● **Source text**
>>>>

# Best hardtail C2W can buy?



## BrianD (17 Aug 2012)

Morning all, looking to take advantage of the C2W scheme but looking for a little advice

I'm looking for a hardtail mainly for trails like 7Stanes, Hamsterley forest. Love downhill, however to come down you have to go up and im a large lad!!

Probably won't use it much for commuting as I've got a road bike

Been looking at the Whyte 805 or paying a little extra for the 901, others such as the Focus black forest, educate me please!


----------



## BrianD (17 Aug 2012)

No one?


----------



## GrumpyGregry (17 Aug 2012)

I'm a cross country boy not a trail centre addict so can't comment really.

(Boardman HT Pro btw way)


----------



## pubrunner (17 Aug 2012)

BrianD said:


> Morning all, looking to take advantage of the C2W scheme but looking for a little advice
> 
> I'm looking for a hardtail mainly for trails like 7Stanes, Hamsterley forest. Love downhill, however to come down you have to go up and im a large lad!!
> 
> ...


 
We have a Rock Lobster Tig team SL, from Merlin Cycles; they sell very nice bikes at good prices - the advantage you get from buying from a good 'local' shop is that you get the after-sales service and often a nice discount on future purchases and servicing costs - you'll need to weigh up how important this is to you.

We went up to Merlin Cycles near Preston and it was well worth the drive; must have tried have a dozen bikes. Being able to 'try before buying' was a great bonus ! They were very helpful and not at all 'pushy' - a genuinely 'first class' bike shop ! 

Take a look at some reviews on both the bike & Merlin's (excellent) service :
http://www.mtbr.com/cat/bikes/xc-hardtail/merlin/rock-lobster-tig-team-sl/prd_418780_1527crx.aspx
http://www.mtbr.com/cat/bikes/xc-hardtail/merlin/rock-lobster-tig-team-sl/prd_418780_1527crx.aspx

http://www.bikeradar.com/forums/viewtopic.php?p=14894970

The Tig Team SL, is built from Easton Elite tubing and as MTBs go, it is very light. We've had ours for 5 years and have not had a single problem with it.


----------



## KenG (22 Aug 2012)

On One do a good range of hardworking trail bikes, I have the Inbred,and they also do C2W scheme, they have a marmite following, you either love them or hate them,but the fact is you cant ignore them, have a look on their website.


----------

<<<<

● **Directive 1**
Translate this sentence from the forum thread into Spanish: "We've had ours for 5 years and have not had a single problem with it."
● **Directive 2**
According to the forum thread, what tubing is the Tig Team SL built from?
None of the rows are needed.

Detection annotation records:
>>>>

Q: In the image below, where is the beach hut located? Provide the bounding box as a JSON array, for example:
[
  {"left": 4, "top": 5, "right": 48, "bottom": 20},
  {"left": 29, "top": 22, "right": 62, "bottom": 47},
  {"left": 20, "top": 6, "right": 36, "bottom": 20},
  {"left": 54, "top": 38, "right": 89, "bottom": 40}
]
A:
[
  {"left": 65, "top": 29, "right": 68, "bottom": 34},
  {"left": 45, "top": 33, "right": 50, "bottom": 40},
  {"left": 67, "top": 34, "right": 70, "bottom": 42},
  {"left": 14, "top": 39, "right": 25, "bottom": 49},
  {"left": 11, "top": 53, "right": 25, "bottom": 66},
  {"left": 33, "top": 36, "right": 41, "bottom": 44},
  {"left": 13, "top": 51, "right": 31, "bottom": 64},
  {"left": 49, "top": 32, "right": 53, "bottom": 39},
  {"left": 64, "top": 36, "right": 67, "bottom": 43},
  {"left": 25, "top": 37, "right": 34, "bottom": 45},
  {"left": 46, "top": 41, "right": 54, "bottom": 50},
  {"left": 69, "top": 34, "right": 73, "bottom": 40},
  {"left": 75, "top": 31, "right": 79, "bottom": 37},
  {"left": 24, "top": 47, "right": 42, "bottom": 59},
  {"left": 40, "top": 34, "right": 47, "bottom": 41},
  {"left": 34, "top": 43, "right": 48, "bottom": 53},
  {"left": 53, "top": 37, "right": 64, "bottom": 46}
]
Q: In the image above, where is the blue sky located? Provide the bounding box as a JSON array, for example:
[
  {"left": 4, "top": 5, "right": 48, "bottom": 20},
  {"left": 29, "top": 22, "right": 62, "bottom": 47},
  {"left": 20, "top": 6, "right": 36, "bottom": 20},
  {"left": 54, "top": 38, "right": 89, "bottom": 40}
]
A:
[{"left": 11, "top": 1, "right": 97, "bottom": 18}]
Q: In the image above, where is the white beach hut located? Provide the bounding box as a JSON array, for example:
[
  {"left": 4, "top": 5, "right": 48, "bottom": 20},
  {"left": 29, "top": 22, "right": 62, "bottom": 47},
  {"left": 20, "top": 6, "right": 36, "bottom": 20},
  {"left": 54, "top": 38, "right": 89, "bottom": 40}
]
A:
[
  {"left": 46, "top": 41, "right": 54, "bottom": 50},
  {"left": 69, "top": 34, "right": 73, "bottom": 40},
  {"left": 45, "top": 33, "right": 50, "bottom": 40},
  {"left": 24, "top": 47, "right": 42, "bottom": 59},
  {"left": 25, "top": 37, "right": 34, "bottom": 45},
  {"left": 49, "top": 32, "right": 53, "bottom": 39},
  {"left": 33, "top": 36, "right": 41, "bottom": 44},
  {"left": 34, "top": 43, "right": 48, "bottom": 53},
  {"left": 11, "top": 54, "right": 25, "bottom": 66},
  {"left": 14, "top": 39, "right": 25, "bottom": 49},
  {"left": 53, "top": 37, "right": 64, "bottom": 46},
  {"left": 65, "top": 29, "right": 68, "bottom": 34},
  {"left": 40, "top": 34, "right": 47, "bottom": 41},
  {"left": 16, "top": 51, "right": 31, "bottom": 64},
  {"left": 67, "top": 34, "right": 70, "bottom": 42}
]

<<<<

● **Task answer 1**
La hemos tenido durante 5 años y no hemos tenido ni un solo problema con ella.

● **Task answer 2**
Easton Elite tubing.